Given records:
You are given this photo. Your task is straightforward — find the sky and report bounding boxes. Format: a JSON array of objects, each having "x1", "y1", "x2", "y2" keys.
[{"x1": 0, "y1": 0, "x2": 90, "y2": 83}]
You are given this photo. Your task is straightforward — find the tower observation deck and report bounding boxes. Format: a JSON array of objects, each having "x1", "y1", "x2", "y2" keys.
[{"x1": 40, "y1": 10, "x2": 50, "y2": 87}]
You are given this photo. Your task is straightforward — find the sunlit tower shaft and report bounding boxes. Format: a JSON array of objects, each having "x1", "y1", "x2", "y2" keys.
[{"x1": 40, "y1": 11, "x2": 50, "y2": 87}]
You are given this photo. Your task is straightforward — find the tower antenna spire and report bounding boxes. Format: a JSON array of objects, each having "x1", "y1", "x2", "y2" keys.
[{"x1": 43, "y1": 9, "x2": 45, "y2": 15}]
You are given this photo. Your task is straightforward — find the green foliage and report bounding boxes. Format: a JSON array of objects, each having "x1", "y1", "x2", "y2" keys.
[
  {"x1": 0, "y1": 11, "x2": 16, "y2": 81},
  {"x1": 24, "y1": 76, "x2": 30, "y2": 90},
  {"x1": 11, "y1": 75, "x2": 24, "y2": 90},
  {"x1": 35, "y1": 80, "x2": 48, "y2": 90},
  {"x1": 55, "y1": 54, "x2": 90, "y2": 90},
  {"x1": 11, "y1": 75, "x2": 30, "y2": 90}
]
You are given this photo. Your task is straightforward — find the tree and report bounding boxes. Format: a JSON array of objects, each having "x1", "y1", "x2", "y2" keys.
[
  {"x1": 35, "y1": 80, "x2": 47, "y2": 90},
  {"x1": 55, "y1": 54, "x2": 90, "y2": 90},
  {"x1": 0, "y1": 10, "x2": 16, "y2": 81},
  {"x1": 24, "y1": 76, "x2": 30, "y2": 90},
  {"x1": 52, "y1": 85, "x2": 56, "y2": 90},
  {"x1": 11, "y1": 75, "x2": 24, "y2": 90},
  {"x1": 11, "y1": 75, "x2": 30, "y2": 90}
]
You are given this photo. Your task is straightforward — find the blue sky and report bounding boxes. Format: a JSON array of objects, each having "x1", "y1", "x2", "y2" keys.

Exercise:
Rewrite the records above with every "straightforward" changed to "simple", keeping everything else the same.

Exercise result:
You are given this photo. Your task is simple — find the sky and report bounding boxes. Format: a JSON array of objects, each having "x1", "y1", "x2", "y2" keys.
[{"x1": 0, "y1": 0, "x2": 90, "y2": 83}]
You are given this photo. Your task is simple — find the tower observation deck and report bounding boxes. Format: a JSON array of objects, each having "x1", "y1", "x2", "y2" keys.
[{"x1": 40, "y1": 10, "x2": 50, "y2": 87}]
You are given this photo. Your task is simple — find the sunlit tower shaft and report bounding boxes. Format: a JSON array of objects, each having "x1", "y1", "x2", "y2" keys.
[{"x1": 40, "y1": 11, "x2": 50, "y2": 87}]
You are given this photo. Your task is simple — find the tower antenna spire and report bounding boxes. Format: a JSON array of objects, each having "x1", "y1", "x2", "y2" keys.
[{"x1": 43, "y1": 9, "x2": 45, "y2": 15}]
You are given this photo. Your task is simple — find the green foliage and report bounding boxes. Format: a JSON array of objects, each having "x1", "y1", "x2", "y2" keys.
[
  {"x1": 0, "y1": 11, "x2": 16, "y2": 81},
  {"x1": 24, "y1": 76, "x2": 30, "y2": 90},
  {"x1": 11, "y1": 75, "x2": 24, "y2": 90},
  {"x1": 35, "y1": 80, "x2": 48, "y2": 90},
  {"x1": 55, "y1": 54, "x2": 90, "y2": 90},
  {"x1": 11, "y1": 75, "x2": 30, "y2": 90}
]
You are given this photo. Your task is simple — find the tree and report bounding boxes. Format: a JSON array of objects, each having "x1", "y1", "x2", "y2" keys.
[
  {"x1": 35, "y1": 80, "x2": 47, "y2": 90},
  {"x1": 55, "y1": 54, "x2": 90, "y2": 90},
  {"x1": 0, "y1": 10, "x2": 16, "y2": 81},
  {"x1": 24, "y1": 76, "x2": 30, "y2": 90},
  {"x1": 52, "y1": 85, "x2": 56, "y2": 90},
  {"x1": 11, "y1": 75, "x2": 24, "y2": 90},
  {"x1": 11, "y1": 75, "x2": 30, "y2": 90}
]
You are given this photo. Your task is simple — find the blue sky and report bounding boxes. Format: a JSON array of objects, each having "x1", "y1", "x2", "y2" keys.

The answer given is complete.